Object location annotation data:
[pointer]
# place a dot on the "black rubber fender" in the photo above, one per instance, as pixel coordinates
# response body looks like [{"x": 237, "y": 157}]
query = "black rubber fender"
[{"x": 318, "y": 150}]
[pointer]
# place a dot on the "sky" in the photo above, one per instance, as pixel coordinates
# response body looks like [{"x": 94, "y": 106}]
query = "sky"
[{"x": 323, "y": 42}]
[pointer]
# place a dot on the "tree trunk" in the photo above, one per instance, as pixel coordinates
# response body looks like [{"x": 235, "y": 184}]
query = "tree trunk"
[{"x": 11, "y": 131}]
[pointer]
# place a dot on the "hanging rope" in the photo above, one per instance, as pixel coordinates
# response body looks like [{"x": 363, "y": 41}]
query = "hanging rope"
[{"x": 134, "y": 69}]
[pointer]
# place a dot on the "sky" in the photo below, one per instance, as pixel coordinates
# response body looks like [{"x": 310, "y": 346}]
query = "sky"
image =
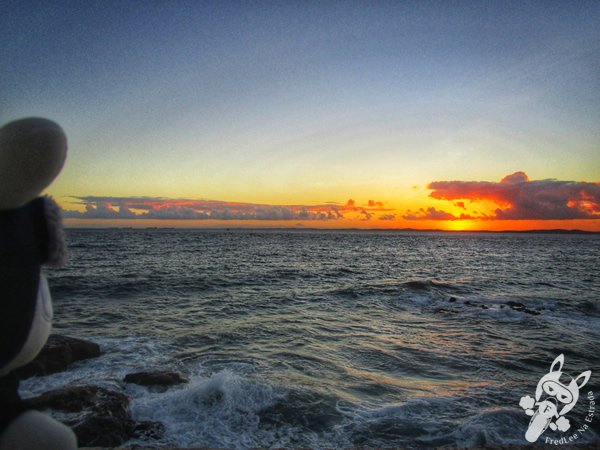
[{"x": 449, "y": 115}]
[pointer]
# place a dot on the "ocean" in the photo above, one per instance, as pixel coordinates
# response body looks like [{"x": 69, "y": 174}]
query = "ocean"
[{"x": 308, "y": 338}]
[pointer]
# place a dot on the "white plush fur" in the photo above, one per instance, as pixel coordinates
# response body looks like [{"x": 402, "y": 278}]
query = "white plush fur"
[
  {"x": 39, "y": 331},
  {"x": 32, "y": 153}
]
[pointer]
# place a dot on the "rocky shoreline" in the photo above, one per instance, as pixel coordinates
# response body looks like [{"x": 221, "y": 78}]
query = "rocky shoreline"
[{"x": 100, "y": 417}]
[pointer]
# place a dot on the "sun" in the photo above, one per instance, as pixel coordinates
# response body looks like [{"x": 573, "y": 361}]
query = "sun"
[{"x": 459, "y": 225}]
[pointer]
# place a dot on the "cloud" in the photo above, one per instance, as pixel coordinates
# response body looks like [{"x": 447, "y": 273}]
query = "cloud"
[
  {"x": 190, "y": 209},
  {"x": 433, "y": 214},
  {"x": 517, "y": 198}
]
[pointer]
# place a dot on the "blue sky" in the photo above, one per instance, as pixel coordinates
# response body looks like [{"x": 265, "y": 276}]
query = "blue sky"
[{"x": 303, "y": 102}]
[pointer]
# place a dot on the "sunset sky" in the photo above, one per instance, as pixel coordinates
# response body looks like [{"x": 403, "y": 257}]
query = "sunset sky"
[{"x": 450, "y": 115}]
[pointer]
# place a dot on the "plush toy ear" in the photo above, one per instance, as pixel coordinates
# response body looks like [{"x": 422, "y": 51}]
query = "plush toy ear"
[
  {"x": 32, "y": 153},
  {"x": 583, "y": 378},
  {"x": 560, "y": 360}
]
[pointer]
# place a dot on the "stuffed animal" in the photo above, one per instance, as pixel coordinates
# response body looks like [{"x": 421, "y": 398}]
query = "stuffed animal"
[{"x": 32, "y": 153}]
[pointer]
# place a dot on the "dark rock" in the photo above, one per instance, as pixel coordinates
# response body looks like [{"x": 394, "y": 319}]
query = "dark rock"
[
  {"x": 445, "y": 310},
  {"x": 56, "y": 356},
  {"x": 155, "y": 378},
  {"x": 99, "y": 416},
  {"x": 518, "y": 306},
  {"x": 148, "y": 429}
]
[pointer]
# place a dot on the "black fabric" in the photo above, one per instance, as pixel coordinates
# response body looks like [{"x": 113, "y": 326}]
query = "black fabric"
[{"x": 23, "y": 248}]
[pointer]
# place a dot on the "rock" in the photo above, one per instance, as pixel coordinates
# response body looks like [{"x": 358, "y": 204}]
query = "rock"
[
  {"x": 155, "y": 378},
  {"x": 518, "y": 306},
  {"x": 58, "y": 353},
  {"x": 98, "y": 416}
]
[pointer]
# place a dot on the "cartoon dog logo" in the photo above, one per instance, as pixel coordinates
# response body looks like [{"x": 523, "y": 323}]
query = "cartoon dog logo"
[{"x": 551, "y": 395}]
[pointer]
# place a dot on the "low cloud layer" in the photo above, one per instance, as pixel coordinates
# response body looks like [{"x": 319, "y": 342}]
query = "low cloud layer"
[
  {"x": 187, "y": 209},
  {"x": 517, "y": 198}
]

◆ **Given problem**: Transcribe the listing in full and omit the pictures.

◆ **Answer for the task**:
[pointer]
# place a dot on the "black rubber fender" in the photo above, one per instance, as pixel coordinates
# response body looks like [{"x": 237, "y": 157}]
query = "black rubber fender"
[{"x": 318, "y": 150}]
[pointer]
# place a dot on the "sky" in the photo above, one per instance, as pixel coordinates
# response body looks like [{"x": 94, "y": 106}]
query = "sky"
[{"x": 323, "y": 42}]
[pointer]
# place a dot on the "tree trunk" in the photo above, one per instance, as pixel coordinates
# response body looks like [{"x": 235, "y": 184}]
query = "tree trunk"
[{"x": 11, "y": 131}]
[pointer]
# place a dot on the "hanging rope" in the photo above, one per instance, as pixel coordinates
# response body looks like [{"x": 363, "y": 41}]
query = "hanging rope"
[{"x": 134, "y": 69}]
[pointer]
# place a dot on the "sky" in the photo below, one per instance, as pixel coordinates
# response body looks like [{"x": 310, "y": 346}]
query = "sky"
image =
[{"x": 449, "y": 115}]
[pointer]
# place a dot on the "ocean" in the photo above, one per instance, as pixel coordinates
# response body looks like [{"x": 69, "y": 174}]
query = "ocean"
[{"x": 308, "y": 338}]
[pointer]
# place a dot on the "white plush fur" in the photo above, one per instance, as pixel coordinates
# response body looks like [{"x": 402, "y": 278}]
query = "white plush fur"
[
  {"x": 39, "y": 331},
  {"x": 32, "y": 153}
]
[pointer]
# place a dot on the "rocky shoreline" in the photo above, one per instance, as pixel coordinates
# response body looks like [{"x": 221, "y": 78}]
query = "rocky shoreline"
[{"x": 100, "y": 417}]
[pointer]
# place a dot on the "sun" in the photo above, one per instance, as pixel coordinates
# response body looks like [{"x": 573, "y": 361}]
query = "sun"
[{"x": 459, "y": 225}]
[pointer]
# place a dot on the "cloud" in the photo above, one per instance, as pixel coordinates
# response body looks like [{"x": 447, "y": 273}]
query = "cloud"
[
  {"x": 190, "y": 209},
  {"x": 433, "y": 214},
  {"x": 517, "y": 198}
]
[pointer]
# place a dot on the "blue sky" in the photo above, one per instance, as pixel coordinates
# response body looks like [{"x": 265, "y": 276}]
query = "blue sky"
[{"x": 303, "y": 102}]
[pointer]
# place a dot on the "sunset sky" in the photo above, one per instance, as pixel coordinates
# response body looks like [{"x": 403, "y": 257}]
query = "sunset sky"
[{"x": 450, "y": 115}]
[pointer]
# place a dot on the "plush toy ear" in the photo above, one per instance, as pixel coordinates
# response body looks like [{"x": 422, "y": 51}]
query = "plush toy ear"
[
  {"x": 32, "y": 153},
  {"x": 583, "y": 378},
  {"x": 560, "y": 360}
]
[pointer]
# place a dot on the "stuffed animal" in the photo above, one per instance, as pixel coordinates
# response body looks like [{"x": 421, "y": 398}]
query = "stuffed animal"
[{"x": 32, "y": 153}]
[pointer]
# place a dot on the "dark rock" in the photo above, one per instance, as pixel coordinates
# response body looks like [{"x": 394, "y": 319}]
query = "dark rock"
[
  {"x": 445, "y": 310},
  {"x": 56, "y": 356},
  {"x": 155, "y": 378},
  {"x": 99, "y": 416},
  {"x": 518, "y": 306},
  {"x": 148, "y": 429}
]
[pointer]
# place a dot on the "black fabric" in the photo above, one per instance, as pixel coordinates
# response body looks like [{"x": 113, "y": 326}]
query = "black fabric"
[{"x": 23, "y": 248}]
[pointer]
# place a dot on the "rock" in the photo above, one per instance, as pixel coordinates
# response body looks like [{"x": 358, "y": 204}]
query = "rock"
[
  {"x": 155, "y": 378},
  {"x": 518, "y": 306},
  {"x": 58, "y": 353},
  {"x": 98, "y": 416}
]
[pointer]
# place a dot on the "cartoon dog logo" in the photo above, one per instance, as pixel coordinates
# response body looks like [{"x": 523, "y": 323}]
query = "cartoon dog logo"
[{"x": 551, "y": 395}]
[pointer]
# place a dot on the "low cloud layer" in the photo above, one per instance, as pixel coordinates
# response body looks like [{"x": 319, "y": 342}]
query = "low cloud layer"
[
  {"x": 187, "y": 209},
  {"x": 517, "y": 198}
]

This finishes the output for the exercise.